> [Job] Convert the stretch of the records from the line containing "Tag every instance of the city" through the end into a Markdown table with the columns Row and Text, one numbered row per line. Skip blank lines and leave out the pictures.

> [Provided data]
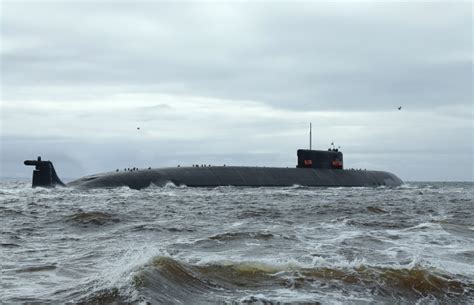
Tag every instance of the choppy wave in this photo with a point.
(166, 280)
(172, 244)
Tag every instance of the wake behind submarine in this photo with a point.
(314, 168)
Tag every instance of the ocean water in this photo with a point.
(236, 245)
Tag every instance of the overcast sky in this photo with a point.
(237, 83)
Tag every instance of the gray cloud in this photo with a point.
(362, 56)
(238, 82)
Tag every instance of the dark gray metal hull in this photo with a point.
(238, 176)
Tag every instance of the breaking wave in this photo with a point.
(166, 280)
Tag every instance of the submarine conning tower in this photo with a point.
(320, 159)
(44, 174)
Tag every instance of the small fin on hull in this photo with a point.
(44, 174)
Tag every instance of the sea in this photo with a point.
(412, 244)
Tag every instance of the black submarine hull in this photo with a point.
(238, 176)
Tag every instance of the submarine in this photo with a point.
(321, 168)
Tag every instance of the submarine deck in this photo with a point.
(238, 176)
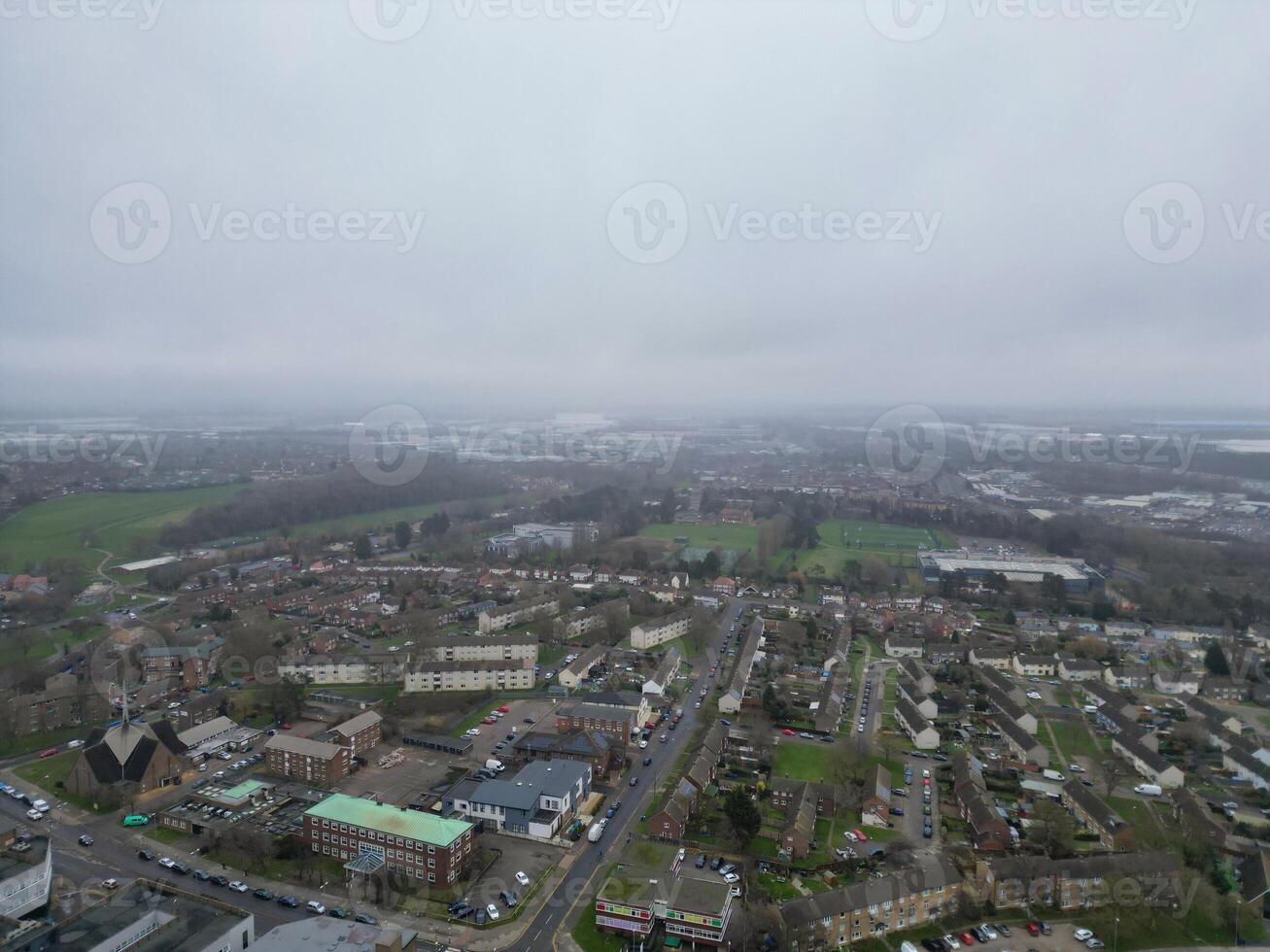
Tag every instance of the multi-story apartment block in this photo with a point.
(429, 677)
(658, 631)
(504, 648)
(873, 907)
(194, 665)
(309, 761)
(360, 732)
(65, 702)
(517, 613)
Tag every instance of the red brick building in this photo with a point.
(309, 761)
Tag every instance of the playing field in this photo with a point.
(852, 539)
(737, 538)
(122, 524)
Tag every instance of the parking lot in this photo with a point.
(493, 733)
(516, 856)
(1059, 940)
(419, 770)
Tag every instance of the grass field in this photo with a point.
(113, 521)
(737, 538)
(377, 520)
(852, 539)
(54, 769)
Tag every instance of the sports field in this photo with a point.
(112, 521)
(853, 539)
(737, 538)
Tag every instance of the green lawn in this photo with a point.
(13, 745)
(116, 521)
(385, 520)
(737, 538)
(591, 938)
(48, 644)
(50, 772)
(853, 539)
(1075, 739)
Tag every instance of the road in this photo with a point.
(582, 880)
(116, 857)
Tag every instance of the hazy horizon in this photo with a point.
(996, 178)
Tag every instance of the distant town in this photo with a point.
(761, 695)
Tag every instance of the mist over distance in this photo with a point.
(1020, 144)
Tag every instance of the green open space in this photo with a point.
(348, 526)
(737, 538)
(843, 541)
(123, 524)
(46, 642)
(49, 772)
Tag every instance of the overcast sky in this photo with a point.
(981, 175)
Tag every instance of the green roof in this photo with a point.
(396, 820)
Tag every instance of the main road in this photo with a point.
(580, 880)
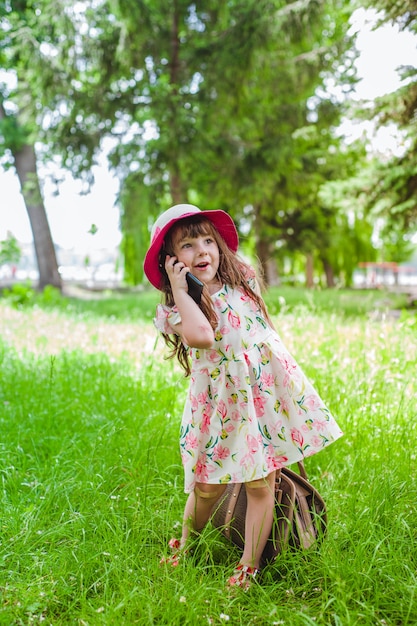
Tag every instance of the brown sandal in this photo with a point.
(243, 576)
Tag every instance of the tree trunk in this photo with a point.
(25, 163)
(328, 270)
(309, 270)
(263, 252)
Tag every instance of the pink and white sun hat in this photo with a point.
(220, 219)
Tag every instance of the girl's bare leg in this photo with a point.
(199, 507)
(259, 518)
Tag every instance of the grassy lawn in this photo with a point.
(92, 484)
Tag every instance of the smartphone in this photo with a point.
(195, 287)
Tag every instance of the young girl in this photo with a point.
(250, 408)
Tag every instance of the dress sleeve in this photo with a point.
(166, 319)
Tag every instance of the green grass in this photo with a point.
(91, 481)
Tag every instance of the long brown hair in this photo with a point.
(233, 271)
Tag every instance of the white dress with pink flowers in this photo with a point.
(250, 409)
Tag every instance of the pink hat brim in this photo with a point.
(220, 220)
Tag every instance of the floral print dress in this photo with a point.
(250, 409)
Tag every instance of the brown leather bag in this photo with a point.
(300, 514)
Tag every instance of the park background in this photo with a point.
(248, 120)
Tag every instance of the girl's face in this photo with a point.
(200, 253)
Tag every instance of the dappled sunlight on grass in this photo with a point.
(49, 332)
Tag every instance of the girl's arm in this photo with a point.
(195, 329)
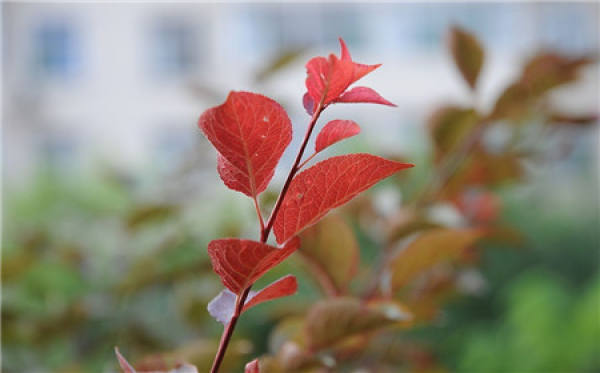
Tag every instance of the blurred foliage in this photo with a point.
(477, 262)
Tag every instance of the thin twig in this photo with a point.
(264, 235)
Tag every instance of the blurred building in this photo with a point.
(124, 83)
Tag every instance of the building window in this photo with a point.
(173, 50)
(55, 50)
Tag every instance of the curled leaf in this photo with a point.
(240, 263)
(335, 131)
(327, 185)
(328, 78)
(123, 363)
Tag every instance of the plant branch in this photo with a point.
(264, 235)
(228, 332)
(293, 171)
(259, 215)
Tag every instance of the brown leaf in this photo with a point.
(449, 127)
(468, 54)
(429, 249)
(331, 321)
(331, 251)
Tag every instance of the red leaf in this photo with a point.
(364, 95)
(329, 77)
(281, 288)
(335, 131)
(360, 70)
(327, 185)
(250, 133)
(123, 363)
(223, 305)
(308, 103)
(240, 263)
(252, 367)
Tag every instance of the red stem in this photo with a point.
(264, 234)
(293, 172)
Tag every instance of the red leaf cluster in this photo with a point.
(240, 263)
(327, 185)
(250, 133)
(329, 78)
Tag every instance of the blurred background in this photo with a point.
(110, 193)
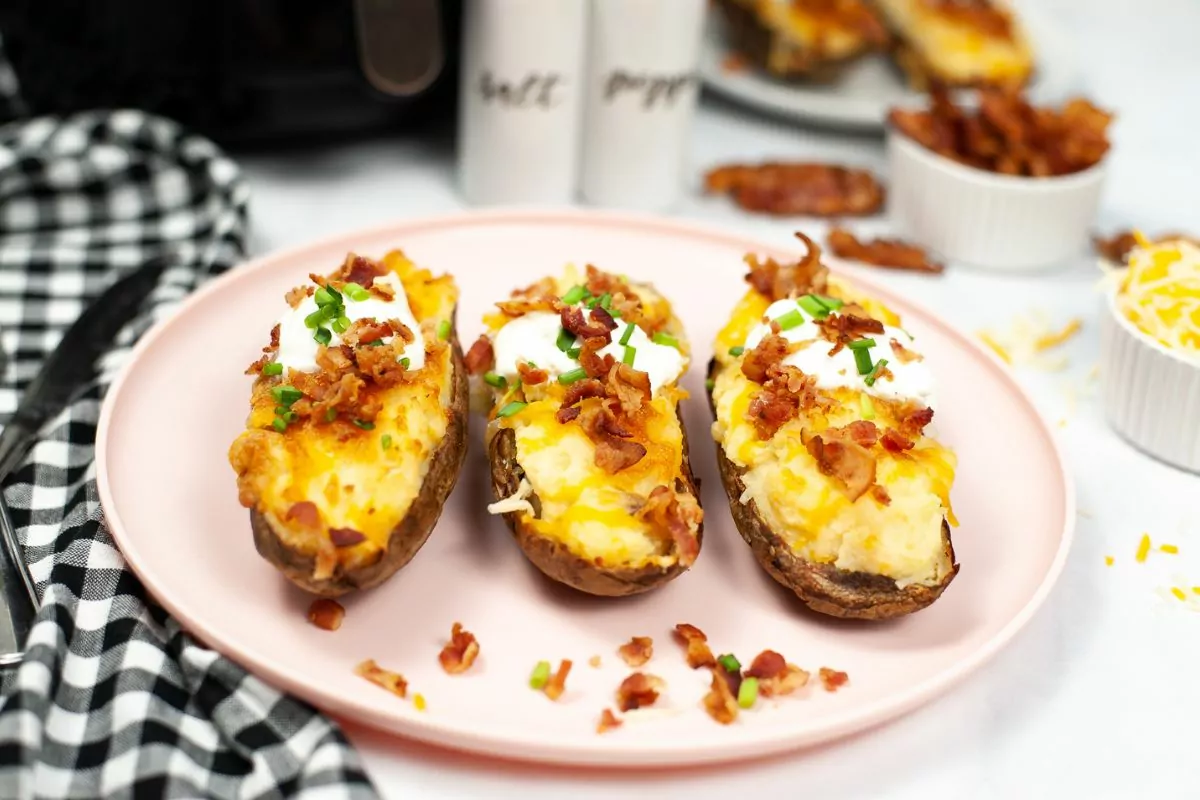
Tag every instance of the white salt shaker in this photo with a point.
(641, 96)
(521, 100)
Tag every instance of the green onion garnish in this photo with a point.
(791, 319)
(286, 395)
(574, 295)
(511, 408)
(568, 378)
(565, 340)
(354, 292)
(540, 675)
(863, 361)
(875, 373)
(748, 692)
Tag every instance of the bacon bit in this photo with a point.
(798, 188)
(460, 651)
(719, 702)
(607, 721)
(889, 253)
(833, 679)
(677, 513)
(327, 614)
(637, 650)
(532, 376)
(346, 536)
(851, 464)
(480, 358)
(557, 683)
(639, 691)
(699, 654)
(390, 680)
(305, 513)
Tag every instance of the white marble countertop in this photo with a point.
(1098, 696)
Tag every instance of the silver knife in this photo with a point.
(70, 367)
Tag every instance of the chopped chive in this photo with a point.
(511, 408)
(791, 319)
(565, 340)
(875, 372)
(540, 675)
(574, 295)
(568, 378)
(748, 692)
(863, 361)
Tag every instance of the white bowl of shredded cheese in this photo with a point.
(1151, 352)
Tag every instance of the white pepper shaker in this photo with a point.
(641, 98)
(521, 100)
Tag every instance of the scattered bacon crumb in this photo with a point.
(557, 683)
(460, 651)
(607, 721)
(327, 614)
(639, 690)
(390, 680)
(833, 679)
(699, 654)
(637, 650)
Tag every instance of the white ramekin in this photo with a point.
(1151, 394)
(987, 220)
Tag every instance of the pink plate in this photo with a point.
(169, 497)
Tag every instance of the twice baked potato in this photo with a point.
(821, 405)
(358, 425)
(587, 447)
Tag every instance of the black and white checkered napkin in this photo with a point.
(114, 699)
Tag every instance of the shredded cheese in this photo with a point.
(1159, 293)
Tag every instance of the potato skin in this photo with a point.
(555, 559)
(413, 530)
(822, 587)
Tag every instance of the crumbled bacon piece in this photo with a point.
(390, 680)
(639, 691)
(327, 614)
(460, 651)
(889, 253)
(480, 358)
(833, 679)
(850, 463)
(677, 513)
(699, 654)
(637, 650)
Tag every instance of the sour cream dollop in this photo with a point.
(910, 380)
(533, 338)
(298, 348)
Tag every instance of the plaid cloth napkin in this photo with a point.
(114, 699)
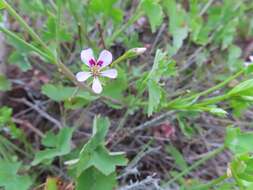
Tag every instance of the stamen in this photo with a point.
(92, 62)
(100, 63)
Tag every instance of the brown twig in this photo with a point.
(28, 125)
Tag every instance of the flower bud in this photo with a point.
(135, 52)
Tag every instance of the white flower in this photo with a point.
(96, 68)
(248, 63)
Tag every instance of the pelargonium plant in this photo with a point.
(96, 68)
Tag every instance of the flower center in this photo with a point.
(95, 70)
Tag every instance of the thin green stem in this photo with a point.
(208, 91)
(211, 184)
(62, 68)
(195, 165)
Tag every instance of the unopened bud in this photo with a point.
(251, 58)
(135, 52)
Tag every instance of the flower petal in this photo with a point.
(251, 58)
(111, 73)
(87, 56)
(105, 57)
(96, 86)
(82, 76)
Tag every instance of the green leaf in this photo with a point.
(51, 184)
(50, 32)
(5, 115)
(185, 128)
(94, 153)
(58, 145)
(52, 91)
(116, 88)
(154, 12)
(107, 8)
(2, 5)
(154, 96)
(5, 84)
(234, 53)
(21, 60)
(93, 179)
(178, 24)
(9, 179)
(239, 142)
(218, 111)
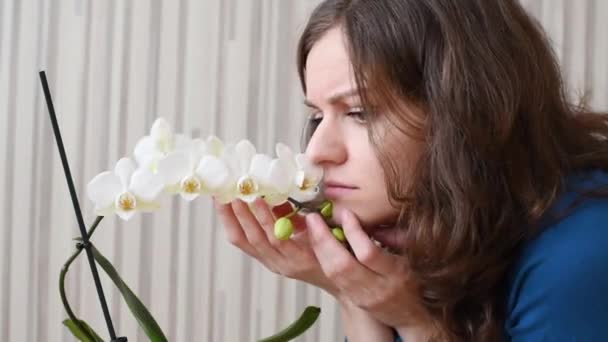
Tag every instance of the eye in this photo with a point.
(358, 114)
(314, 120)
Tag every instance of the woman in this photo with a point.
(445, 135)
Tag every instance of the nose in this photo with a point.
(327, 144)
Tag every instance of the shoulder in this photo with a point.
(558, 288)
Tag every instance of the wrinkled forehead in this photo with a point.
(328, 67)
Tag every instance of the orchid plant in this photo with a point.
(166, 164)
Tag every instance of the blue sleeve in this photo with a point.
(559, 288)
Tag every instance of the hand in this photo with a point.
(252, 230)
(372, 279)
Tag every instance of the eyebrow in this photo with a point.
(335, 97)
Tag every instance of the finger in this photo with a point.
(264, 216)
(365, 250)
(282, 209)
(299, 222)
(233, 229)
(337, 263)
(255, 234)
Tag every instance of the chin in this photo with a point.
(369, 219)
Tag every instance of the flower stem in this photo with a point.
(62, 275)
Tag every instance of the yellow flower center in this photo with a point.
(191, 185)
(126, 201)
(246, 186)
(306, 184)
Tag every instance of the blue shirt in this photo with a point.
(558, 287)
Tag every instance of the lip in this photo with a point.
(334, 184)
(335, 190)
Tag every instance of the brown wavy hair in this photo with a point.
(478, 82)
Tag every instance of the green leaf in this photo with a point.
(142, 315)
(79, 334)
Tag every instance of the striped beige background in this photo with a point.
(210, 66)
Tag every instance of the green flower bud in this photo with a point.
(327, 209)
(338, 233)
(283, 228)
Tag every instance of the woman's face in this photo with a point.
(354, 179)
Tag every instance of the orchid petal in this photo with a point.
(144, 149)
(146, 185)
(213, 172)
(244, 152)
(124, 169)
(260, 164)
(125, 215)
(174, 167)
(181, 142)
(189, 196)
(147, 206)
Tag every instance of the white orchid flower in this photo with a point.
(304, 185)
(194, 170)
(150, 149)
(125, 190)
(252, 175)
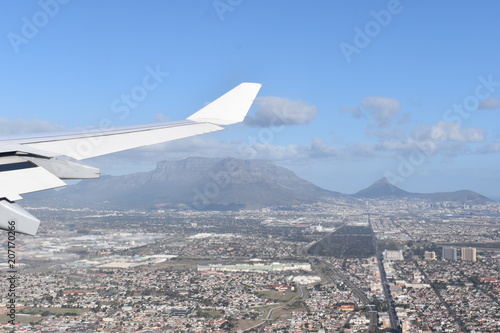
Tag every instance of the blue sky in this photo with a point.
(408, 90)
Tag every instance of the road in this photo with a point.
(395, 327)
(333, 275)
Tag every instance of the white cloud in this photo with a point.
(354, 111)
(490, 103)
(382, 109)
(22, 126)
(320, 149)
(449, 131)
(493, 147)
(278, 111)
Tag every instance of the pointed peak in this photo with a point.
(383, 180)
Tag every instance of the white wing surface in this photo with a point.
(38, 162)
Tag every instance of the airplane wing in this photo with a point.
(33, 163)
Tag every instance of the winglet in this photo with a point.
(230, 108)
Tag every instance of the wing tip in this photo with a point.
(230, 108)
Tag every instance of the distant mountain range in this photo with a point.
(384, 189)
(216, 184)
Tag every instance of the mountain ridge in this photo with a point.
(218, 184)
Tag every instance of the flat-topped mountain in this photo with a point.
(217, 184)
(195, 182)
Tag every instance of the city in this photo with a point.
(264, 270)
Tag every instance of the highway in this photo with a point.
(395, 327)
(333, 275)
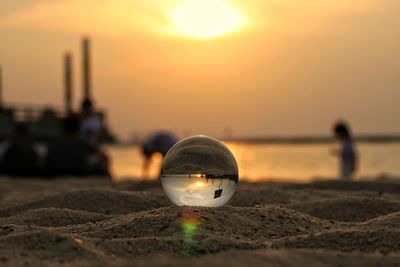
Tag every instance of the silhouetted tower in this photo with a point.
(68, 82)
(86, 69)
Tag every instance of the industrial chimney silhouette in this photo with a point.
(86, 69)
(68, 83)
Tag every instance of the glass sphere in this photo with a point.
(199, 171)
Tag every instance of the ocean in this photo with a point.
(265, 162)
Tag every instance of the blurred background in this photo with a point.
(269, 78)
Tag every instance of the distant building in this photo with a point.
(45, 122)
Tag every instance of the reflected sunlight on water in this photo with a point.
(298, 162)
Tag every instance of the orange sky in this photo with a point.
(292, 67)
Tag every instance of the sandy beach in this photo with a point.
(93, 222)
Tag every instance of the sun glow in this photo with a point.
(206, 19)
(200, 184)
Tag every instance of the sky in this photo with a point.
(258, 67)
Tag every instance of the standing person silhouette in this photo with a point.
(347, 154)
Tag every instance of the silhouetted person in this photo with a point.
(347, 154)
(157, 143)
(19, 156)
(71, 155)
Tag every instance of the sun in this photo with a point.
(205, 19)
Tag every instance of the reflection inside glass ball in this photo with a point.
(199, 171)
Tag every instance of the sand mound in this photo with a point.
(98, 201)
(377, 186)
(383, 240)
(258, 223)
(53, 217)
(45, 246)
(348, 209)
(391, 221)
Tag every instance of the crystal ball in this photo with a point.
(199, 171)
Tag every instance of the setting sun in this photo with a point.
(206, 18)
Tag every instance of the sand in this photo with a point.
(94, 222)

> [Task solution]
| Row | Text |
|---|---|
| 1 | Tag every instance of the city in this photo with a point. |
| 2 | (264, 270) |
| 3 | Tag every instance of the highway in this photo with a point. |
| 4 | (395, 327) |
| 5 | (333, 275) |
| 6 | Tag every instance of the silhouetted tower in this photo with a point. |
| 7 | (68, 82) |
| 8 | (86, 69) |
| 9 | Tag every instance of the industrial chimney silhouette in this photo with a point. |
| 10 | (86, 69) |
| 11 | (68, 83) |
| 12 | Tag every instance of the glass sphere in this photo with a point. |
| 13 | (199, 171) |
| 14 | Tag every instance of the ocean in this photo with a point. |
| 15 | (265, 162) |
| 16 | Tag every instance of the blurred background in this photo with a point. |
| 17 | (269, 78) |
| 18 | Tag every instance of the distant building in this photo with a point. |
| 19 | (45, 122) |
| 20 | Tag every instance of the reflected sunlight on water in this photo with a point. |
| 21 | (298, 162) |
| 22 | Tag every instance of the orange sky in this photo with a point. |
| 23 | (292, 67) |
| 24 | Tag every instance of the sandy beach in this photo with a point. |
| 25 | (93, 222) |
| 26 | Tag every instance of the sun glow in this photo with a point. |
| 27 | (206, 19) |
| 28 | (200, 184) |
| 29 | Tag every instance of the sky in this photo with a point. |
| 30 | (258, 67) |
| 31 | Tag every instance of the standing person silhouette in this photo with a point. |
| 32 | (347, 154) |
| 33 | Tag every instance of the silhouetted person in this photo with a point. |
| 34 | (347, 154) |
| 35 | (157, 143) |
| 36 | (19, 156) |
| 37 | (71, 155) |
| 38 | Tag every instance of the sun in this photo with a point. |
| 39 | (205, 19) |
| 40 | Tag every instance of the reflection inside glass ball in this photo with a point. |
| 41 | (199, 171) |
| 42 | Tag every instance of the sand mound in this photo with a point. |
| 43 | (98, 201) |
| 44 | (377, 186) |
| 45 | (383, 240) |
| 46 | (258, 223) |
| 47 | (53, 217) |
| 48 | (45, 246) |
| 49 | (348, 209) |
| 50 | (391, 221) |
| 51 | Tag every instance of the crystal ball in this photo with a point. |
| 52 | (199, 171) |
| 53 | Tag every instance of the setting sun in this photo with a point. |
| 54 | (206, 18) |
| 55 | Tag every instance of the sand in this photo with a point. |
| 56 | (94, 222) |